_READING PASSAGE_.
*** Block opens ***

Thursday, May 29, 2008

organized chaos

This summer I have a few projects. Besides preparing to teach a new class (writing 2, with the theme of the psychodynamics of slavery), I am trying to clean up my house, and possibly also will be looking for a place to move into so I can start over trying to live decently. Every day I choose one little task or maybe two and leave it at that. That way I do not feel the sense of panic in my stomach that the thought of having to clear out the mess brings me. I fool myself into calmly taking on a tiny part of the mess.
I am also reading short stories. For some reason, I have not ever done that. In fact, I have sort of avoided them, with a couple of exceptions--Kafka and Borges. I didn't even read Nabokov's short stories, although I have read everything else he has written. It is sitting there still on my shelf. So no wonder I have trouble knowing how to teach people to write them and to write them myself. I am even thinking that I may take on a few stories in Russian. I have books on my shelf I have not touched since my years of language study in grad school and summer institutes. I know that Tolstoi's and Dostoevski's Russian are lucid and wonderful, though of course I have to struggle to read them, and will have to struggle even more because it's been years since I've practiced and studied the language.

*** Block closes ***

_EXERCISE TASKS_.
a) Reproduce the passage from the post on summer projects, starting at "Thursday, May 29, 2008" and ending at "of the mess.".
b) According to the post on summer projects, which two authors are the exceptions to the writer's habit of avoiding short stories?
The material below is not needed.

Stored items
*** Block opens ***

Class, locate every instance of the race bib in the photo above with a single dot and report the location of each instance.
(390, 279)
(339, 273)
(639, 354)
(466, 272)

*** Block closes ***

_TASK ANSWERS_.
a)
Thursday, May 29, 2008

organized chaos

This summer I have a few projects. Besides preparing to teach a new class (writing 2, with the theme of the psychodynamics of slavery), I am trying to clean up my house, and possibly also will be looking for a place to move into so I can start over trying to live decently. Every day I choose one little task or maybe two and leave it at that. That way I do not feel the sense of panic in my stomach that the thought of having to clear out the mess brings me. I fool myself into calmly taking on a tiny part of the mess.

b) Kafka and Borges.